War and the Politics of Identity in Ethiopia: The Making of Enemies and Allies in the Horn of Africa. African Issues. Kjetil Tronvoll. James Currey, Woodbridge, Suffolk and Rochester NY, 2009. Pp. 256. ISBN. 9781847016126 (hb). £40.
This book focuses on the effects of war on the formation and conceptualisation of identities – the making and remaking of enemies and allies – in Ethiopia. Building on the Abyssinian tradition of alliance making, it provides an in-depth look at the formative impacts of the recent (1998-2000) Ethiopia-Eritrea border war on pre-war discourses and policies of identity at the regional and federal levels. It shows – contrary to conventional assumptions that inter-state war strengthens a collective notion of national (or ethno-national) identity in multi-ethnic societies like Ethiopia – political pragmatism, and not ethnic affinity, to be the determining factor in the making and remaking of enemies and allies, as exemplified through an analysis of the recent border war:
“The more or less unanimous backing for the EPRDF’s war effort by the people and political opposition (except for the OLF) should be explained by historical conceptions of state and power in Ethiopia, and not because of primordial identities (neither ethnicity nor nationalism)… the political elite in the country used the war both as an occasion to try to regain lost territories – both Badme and Eritrea – and to position themselves in the internal power play within Ethiopia..” (p.203)
Tronvoll provides useful background to outsiders on the cultural linkages and distinctions between the Tigrinya-speakers of Tigray and Eritrea and the Amhara. But he also brings out the importance of land as a means of livelihood and its significance for the sense of belonging, spatial and territorialised identity – a point often overlooked by outside explanations for the border war. He provides an overview of historical trajectories of enemy images, up to and including the TPLF’s politico-cultural production of a Tigrayan identity during the liberation struggle and it policies (ethno-federalism) and discourses on identity as the government up to 1998.

Work instructions
1) Decide whether each statement agrees with the book review above, and answer yes or no. Support each answer with the deciding words of the review, quoted exactly. (a) The Ethiopia-Eritrea border war lasted from 1998 to 2000. (b) The book finds ethnic affinity to be the determining factor in the making of enemies and allies. (c) The review credits Tronvoll with showing land's significance for the sense of belonging.
2) According to the book review above, which group was the exception to the broad backing for the EPRDF's war effort?
3) Pick up the book review of Tronvoll's study of war and identity in Ethiopia after its final sentence, and write the next part.

Excerpted data

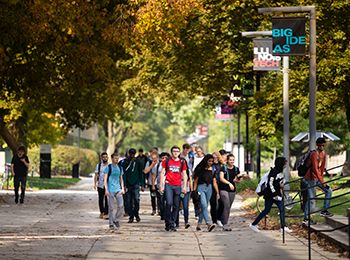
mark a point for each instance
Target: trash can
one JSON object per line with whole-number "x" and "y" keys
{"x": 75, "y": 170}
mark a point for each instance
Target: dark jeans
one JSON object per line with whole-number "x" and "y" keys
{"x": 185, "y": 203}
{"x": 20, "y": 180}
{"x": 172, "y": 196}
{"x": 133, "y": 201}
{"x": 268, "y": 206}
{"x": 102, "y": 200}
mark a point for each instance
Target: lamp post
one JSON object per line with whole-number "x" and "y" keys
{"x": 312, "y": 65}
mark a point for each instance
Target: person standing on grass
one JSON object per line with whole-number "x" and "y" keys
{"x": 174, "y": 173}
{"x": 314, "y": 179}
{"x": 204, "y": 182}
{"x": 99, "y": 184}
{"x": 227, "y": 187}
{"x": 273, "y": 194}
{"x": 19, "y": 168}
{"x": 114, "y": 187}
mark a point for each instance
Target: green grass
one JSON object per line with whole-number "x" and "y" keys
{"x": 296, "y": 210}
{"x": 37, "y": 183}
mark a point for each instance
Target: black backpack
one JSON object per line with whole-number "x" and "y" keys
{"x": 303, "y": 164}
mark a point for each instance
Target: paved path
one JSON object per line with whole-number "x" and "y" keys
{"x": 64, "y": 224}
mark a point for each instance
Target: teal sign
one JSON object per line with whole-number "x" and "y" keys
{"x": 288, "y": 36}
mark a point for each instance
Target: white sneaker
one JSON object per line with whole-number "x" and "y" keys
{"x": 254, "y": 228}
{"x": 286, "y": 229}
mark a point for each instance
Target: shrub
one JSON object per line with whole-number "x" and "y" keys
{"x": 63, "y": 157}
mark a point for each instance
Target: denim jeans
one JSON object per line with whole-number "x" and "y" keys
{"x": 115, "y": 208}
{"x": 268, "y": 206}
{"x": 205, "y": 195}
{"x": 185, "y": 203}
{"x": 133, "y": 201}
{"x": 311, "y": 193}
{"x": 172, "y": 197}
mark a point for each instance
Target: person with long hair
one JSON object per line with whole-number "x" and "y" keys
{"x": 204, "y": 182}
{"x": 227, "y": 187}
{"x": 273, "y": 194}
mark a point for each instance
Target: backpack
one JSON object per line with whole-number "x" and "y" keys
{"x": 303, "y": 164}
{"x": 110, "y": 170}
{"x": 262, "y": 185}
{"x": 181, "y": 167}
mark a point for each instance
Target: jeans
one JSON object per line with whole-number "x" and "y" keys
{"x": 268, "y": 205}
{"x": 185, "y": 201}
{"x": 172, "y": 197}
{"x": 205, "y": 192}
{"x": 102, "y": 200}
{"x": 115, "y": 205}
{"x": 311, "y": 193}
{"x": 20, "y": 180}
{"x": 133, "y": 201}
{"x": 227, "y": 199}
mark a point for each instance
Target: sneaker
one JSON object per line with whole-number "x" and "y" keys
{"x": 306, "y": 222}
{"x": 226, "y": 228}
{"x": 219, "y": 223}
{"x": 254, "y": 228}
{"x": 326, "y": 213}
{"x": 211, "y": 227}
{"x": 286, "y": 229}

...

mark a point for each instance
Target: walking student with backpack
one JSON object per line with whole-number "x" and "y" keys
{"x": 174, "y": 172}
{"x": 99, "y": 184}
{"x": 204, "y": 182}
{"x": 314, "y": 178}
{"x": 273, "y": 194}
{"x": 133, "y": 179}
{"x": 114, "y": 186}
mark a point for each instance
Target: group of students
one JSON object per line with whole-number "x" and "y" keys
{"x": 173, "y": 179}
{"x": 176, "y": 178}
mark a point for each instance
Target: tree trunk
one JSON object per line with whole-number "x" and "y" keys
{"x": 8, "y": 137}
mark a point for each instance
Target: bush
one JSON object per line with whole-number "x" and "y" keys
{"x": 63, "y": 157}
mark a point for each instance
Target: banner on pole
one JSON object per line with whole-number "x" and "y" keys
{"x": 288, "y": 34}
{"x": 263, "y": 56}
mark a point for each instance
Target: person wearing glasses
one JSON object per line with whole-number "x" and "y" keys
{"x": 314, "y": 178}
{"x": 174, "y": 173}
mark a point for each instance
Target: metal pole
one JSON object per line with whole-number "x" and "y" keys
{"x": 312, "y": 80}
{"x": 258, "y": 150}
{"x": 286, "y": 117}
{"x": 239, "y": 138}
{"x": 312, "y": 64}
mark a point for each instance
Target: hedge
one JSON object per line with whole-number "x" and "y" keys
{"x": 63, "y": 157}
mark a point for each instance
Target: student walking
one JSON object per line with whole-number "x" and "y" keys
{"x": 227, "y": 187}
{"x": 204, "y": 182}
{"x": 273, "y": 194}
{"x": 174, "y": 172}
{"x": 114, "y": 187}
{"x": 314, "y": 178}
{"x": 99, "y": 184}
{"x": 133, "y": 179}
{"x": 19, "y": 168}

Answers to the tasks
1)
(a) Yes: "the recent (1998-2000) Ethiopia-Eritrea border war"
(b) No: "political pragmatism, and not ethnic affinity, to be the determining factor in the making and remaking of enemies and allies"
(c) Yes: "he also brings out the importance of land as a means of livelihood and its significance for the sense of belonging"

2) The OLF.

3)
His analysis of the impact of the border war provides detailed accounts of changes in identity discourses at the regional and federal levels: the redefinition, in Tigray, of Ethiopia-Eritrea relations from friends to enemies and the reappearance among the Tigray population of the ‘Greater Ethiopia’ sentiment – a sentiment antithetical to the Tigray liberation struggle and to the EPRDF’s new ethnic federation; but he also shows that, contrary to the myth of a single collective enemy during war, the TPLF was also perceived as the ‘enemy’ by some Tigrayans – notably, those for whom the priority was the maintenance and welfare of their families and the loss of male labour as a result of recruitment. He likewise discusses and brings out the different and competing discourses and politics on identity at the federal level, including the identification of the ‘enemies within’: Eritreans of Ethiopian origin and the Oromo. In the Postscript to the book, he focuses on the internal dissent within the TPLF and between the TPLF and the EPRDF coalition in the aftermath of the war and the resulting creation of new categories of enemies ‘enemies from within’.
War and the Politics of Identity in Ethiopia: The Making of Enemies and Allies in the Horn of Africa is an informative and essential read for anyone wishing to understand the dynamics of both war and its aftermath (the peace) in Ethiopia.
Reviewed by: June Rock, Independent Consultant.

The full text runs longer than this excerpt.